**Page extract**
= = = =
A Tale of Two Teaching Experiences
Is Teach for America a brilliant way to bring Ivy League talent into some of the nation’s neediest classrooms? Or is it just letting them pad their résumés at the expense of inner city students?
By Kerri Allen
In 1989, an ambitious Princeton University senior had an idea. Inspired to bridge the educational gap in the United States, Wendy Kopp formed a pilot program where enthusiastic grads like her would flood inner city schools and clean up the proverbial neighborhood. She even gave it an imperative and patriotic moniker: Teach for America.
Seventeen years later, the $40 million operation and its 17,000 alumni are stirring up a maelstrom in the teaching community. Some argue that the program is an invaluable resource, recruiting the best college graduates from top universities to America’s neediest classrooms. Others contend that it’s no more than a feel-good stopgap between Ivy League campuses and cushy boardrooms. Maybe it’s both.
Applicants rate the 25 regions that TFA serves as “highly preferred” or “preferred.” This year, TFA placed 95 percent of accepted applicants in one of their highly preferred sites. Once accepted, a TFA fellow is enrolled in a five-week summer training institute. He or she takes various courses and clinics on education and teaches in a district summer school program under the supervision of veteran educators from the hosting school district and TFA staff.
= = = =
(Stored entries)
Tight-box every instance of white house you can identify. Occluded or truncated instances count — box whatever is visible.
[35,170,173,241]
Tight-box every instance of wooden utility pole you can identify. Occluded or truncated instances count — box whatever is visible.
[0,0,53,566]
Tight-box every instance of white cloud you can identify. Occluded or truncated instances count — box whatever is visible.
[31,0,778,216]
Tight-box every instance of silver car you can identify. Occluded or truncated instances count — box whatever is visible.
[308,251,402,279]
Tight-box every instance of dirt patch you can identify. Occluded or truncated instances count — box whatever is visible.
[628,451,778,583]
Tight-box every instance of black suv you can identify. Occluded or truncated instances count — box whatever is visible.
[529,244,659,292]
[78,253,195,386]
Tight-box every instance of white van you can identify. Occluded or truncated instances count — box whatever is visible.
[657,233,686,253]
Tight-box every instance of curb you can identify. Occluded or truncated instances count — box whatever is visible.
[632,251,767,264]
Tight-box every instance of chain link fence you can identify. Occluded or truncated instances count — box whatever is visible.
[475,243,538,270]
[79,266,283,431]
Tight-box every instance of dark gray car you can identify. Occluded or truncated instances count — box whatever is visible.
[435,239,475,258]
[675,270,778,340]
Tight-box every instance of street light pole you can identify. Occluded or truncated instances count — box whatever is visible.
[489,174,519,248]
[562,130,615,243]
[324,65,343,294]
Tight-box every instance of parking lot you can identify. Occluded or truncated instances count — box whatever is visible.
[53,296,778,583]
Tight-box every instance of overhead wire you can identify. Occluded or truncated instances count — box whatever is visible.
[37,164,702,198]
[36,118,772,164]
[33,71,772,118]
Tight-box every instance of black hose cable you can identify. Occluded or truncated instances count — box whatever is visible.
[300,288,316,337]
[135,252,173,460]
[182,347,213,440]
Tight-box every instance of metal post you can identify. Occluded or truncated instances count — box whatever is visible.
= = = =
**Tasks for this exercise**
**a)** In the article on Teach for America, condense the paragraph beginning "Applicants rate the 25 regions" into a short bulleted list that keeps its main facts.
**b)** Copy out the portion of the article on Teach for America starting with "Applicants rate the" and going on through "and TFA staff.", word for word.
The rows are separate material, unrelated to the text.

**Solutions to each task**
**a)**
- Applicants rate TFA's 25 regions as "highly preferred" or "preferred."
- This year, 95 percent of accepted applicants were placed in one of their highly preferred sites.
- Accepted fellows attend a five-week summer training institute.
- There they take courses and clinics on education.
- They also teach in a district summer school program, supervised by veteran educators from the host district and TFA staff.

**b)**
Applicants rate the 25 regions that TFA serves as “highly preferred” or “preferred.” This year, TFA placed 95 percent of accepted applicants in one of their highly preferred sites. Once accepted, a TFA fellow is enrolled in a five-week summer training institute. He or she takes various courses and clinics on education and teaches in a district summer school program under the supervision of veteran educators from the hosting school district and TFA staff.